> _Il problema_:
Rispondi a queste domande sull'estratto relativo alla campagna per il latte fresco:
(a) Chi sono i quattro testimonial della campagna del Mipaaf?
(b) Con chi collabora il Ministero in questa strategia?
(c) Quale hashtag accompagnerà la campagna?

Pur essendo da tempo noti i danni del latte ormai da chiunque reperibili con una semplice ricerca in Rete, il Ministero ha messo in campo quella che immagina sia l’artiglieria pesante per sostenere un settore destinato a un declino ineluttabile e senza ritorno: il comparto lattiero-caseario. Ed ecco che vestiti di bianco, sorrisone e bicchiere di latte fresco quattro testimonial (retribuiti?): Carlo Cracco, Cristina Parodi, Demetrio Albertini e Giorgio Calabrese compaiono nella campagna istituzionale del Mipaaf (Ministero delle politiche agricole alimentari e forestali) per la promozione e la valorizzazione del latte fresco.
Questa è l’ultima strategia del Ministero in collaborazione con organizzazioni agricole, le cooperative, l’industria e la Grande distribuzione organizzata, per incentivare il consumo di latte. Oltre alla campagna ci sarà uno spot sui social e un hashtag: #oradellatte.

> _Dati archiviati_:
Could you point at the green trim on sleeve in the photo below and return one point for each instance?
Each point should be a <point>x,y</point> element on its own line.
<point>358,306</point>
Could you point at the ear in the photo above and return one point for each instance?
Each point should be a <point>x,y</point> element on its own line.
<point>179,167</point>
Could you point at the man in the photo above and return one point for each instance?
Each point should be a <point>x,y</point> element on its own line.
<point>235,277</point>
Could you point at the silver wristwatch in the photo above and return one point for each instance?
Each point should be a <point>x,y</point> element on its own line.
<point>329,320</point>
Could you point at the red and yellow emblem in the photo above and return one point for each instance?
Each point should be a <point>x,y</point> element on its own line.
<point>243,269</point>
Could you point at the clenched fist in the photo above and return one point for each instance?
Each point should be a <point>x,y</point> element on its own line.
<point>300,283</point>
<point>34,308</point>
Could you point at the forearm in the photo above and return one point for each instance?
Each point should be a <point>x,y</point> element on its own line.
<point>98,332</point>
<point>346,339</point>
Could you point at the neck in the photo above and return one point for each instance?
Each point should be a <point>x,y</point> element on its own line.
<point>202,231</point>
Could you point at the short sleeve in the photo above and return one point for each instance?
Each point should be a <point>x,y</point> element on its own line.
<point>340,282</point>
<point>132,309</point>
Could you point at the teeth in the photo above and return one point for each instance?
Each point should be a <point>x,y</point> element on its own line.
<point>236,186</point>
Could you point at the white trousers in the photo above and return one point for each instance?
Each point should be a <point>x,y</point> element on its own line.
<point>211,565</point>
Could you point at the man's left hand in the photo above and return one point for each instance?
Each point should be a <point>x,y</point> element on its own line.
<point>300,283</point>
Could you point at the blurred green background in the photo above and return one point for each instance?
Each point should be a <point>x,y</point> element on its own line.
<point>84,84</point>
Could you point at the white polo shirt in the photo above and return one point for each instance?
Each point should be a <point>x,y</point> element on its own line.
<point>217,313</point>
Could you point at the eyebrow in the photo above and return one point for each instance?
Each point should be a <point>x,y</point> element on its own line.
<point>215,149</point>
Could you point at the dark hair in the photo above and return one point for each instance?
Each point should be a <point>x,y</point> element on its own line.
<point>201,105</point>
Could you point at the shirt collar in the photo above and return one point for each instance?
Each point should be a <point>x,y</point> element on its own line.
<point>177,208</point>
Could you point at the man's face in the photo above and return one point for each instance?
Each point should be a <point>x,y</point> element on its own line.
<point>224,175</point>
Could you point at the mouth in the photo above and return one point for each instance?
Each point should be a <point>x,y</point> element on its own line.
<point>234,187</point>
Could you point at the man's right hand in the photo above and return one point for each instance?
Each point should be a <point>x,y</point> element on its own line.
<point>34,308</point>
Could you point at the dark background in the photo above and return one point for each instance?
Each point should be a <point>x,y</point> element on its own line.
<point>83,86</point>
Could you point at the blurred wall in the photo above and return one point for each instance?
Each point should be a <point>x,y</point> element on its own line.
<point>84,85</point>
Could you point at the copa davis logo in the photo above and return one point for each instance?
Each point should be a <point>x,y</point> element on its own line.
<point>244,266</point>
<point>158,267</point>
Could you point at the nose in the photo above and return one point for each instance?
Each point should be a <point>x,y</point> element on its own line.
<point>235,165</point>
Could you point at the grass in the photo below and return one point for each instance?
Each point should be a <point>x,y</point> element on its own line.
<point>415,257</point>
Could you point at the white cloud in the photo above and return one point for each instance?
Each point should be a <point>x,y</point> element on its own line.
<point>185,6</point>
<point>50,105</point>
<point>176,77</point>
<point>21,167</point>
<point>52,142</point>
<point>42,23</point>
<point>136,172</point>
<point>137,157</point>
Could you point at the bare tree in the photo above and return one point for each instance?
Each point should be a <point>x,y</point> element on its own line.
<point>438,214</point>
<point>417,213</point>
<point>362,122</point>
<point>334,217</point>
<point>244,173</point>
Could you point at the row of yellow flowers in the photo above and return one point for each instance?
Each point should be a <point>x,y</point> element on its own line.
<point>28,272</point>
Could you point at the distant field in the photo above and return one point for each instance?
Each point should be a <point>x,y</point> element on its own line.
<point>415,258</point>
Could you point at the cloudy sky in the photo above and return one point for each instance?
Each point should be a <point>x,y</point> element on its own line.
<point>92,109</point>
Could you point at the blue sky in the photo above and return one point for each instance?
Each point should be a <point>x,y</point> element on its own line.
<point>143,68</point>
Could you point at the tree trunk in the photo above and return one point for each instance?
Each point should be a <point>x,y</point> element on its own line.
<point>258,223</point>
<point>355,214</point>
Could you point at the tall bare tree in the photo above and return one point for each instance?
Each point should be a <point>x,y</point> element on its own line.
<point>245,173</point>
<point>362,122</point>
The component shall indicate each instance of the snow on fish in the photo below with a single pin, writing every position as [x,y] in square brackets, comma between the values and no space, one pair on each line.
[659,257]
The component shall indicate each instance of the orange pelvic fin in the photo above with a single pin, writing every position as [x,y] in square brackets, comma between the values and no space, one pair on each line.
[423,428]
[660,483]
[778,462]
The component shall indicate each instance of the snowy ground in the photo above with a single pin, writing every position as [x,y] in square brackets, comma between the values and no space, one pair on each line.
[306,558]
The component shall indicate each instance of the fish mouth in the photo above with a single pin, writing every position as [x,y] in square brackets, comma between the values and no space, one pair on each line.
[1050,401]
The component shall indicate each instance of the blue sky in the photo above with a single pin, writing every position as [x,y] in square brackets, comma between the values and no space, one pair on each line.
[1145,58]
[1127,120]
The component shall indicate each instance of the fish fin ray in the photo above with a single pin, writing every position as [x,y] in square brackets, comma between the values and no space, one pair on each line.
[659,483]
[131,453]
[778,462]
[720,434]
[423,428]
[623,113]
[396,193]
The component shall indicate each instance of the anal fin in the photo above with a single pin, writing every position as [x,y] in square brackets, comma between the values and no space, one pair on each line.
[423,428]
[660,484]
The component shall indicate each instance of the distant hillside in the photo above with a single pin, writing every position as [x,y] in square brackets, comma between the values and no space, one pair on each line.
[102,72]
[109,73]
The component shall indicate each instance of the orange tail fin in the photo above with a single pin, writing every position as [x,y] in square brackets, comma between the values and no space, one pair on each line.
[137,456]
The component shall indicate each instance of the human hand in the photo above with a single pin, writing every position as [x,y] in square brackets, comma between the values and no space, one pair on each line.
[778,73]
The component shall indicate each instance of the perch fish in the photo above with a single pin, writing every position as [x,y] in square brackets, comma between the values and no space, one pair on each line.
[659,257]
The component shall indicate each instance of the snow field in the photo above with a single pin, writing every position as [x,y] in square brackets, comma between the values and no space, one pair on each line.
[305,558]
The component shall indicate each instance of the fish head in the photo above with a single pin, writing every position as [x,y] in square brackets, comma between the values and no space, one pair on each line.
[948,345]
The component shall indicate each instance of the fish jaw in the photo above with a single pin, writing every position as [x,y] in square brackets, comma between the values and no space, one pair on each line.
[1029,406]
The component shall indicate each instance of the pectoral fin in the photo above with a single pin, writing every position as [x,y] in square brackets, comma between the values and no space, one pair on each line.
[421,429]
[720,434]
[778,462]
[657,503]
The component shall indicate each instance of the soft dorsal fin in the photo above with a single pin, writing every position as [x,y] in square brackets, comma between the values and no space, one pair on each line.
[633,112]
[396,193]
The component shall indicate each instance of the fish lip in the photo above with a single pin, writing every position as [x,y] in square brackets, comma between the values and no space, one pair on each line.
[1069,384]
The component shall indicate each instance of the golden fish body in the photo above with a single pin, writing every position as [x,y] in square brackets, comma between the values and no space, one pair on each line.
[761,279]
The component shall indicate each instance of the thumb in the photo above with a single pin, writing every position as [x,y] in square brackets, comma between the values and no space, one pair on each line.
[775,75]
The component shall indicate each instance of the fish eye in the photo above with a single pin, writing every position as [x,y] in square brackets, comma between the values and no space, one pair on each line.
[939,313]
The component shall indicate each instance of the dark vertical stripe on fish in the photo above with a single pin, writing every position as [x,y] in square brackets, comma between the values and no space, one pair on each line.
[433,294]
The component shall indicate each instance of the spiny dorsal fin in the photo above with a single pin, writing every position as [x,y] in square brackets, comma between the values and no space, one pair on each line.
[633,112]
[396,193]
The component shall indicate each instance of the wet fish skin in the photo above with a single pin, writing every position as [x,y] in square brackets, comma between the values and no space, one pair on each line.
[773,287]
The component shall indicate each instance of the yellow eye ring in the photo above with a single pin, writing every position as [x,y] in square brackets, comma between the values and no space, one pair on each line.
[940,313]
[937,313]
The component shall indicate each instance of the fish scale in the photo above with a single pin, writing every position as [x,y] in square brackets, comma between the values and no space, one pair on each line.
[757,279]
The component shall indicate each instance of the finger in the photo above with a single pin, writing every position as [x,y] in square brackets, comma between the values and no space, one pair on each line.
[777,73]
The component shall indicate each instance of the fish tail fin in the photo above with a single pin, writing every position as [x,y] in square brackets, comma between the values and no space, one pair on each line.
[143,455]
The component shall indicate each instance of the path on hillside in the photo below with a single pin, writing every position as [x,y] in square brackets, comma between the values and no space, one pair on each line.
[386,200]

> _Risposta corretta_:
(a) Carlo Cracco, Cristina Parodi, Demetrio Albertini e Giorgio Calabrese.
(b) Con organizzazioni agricole, cooperative, industria e Grande distribuzione organizzata.
(c) #oradellatte.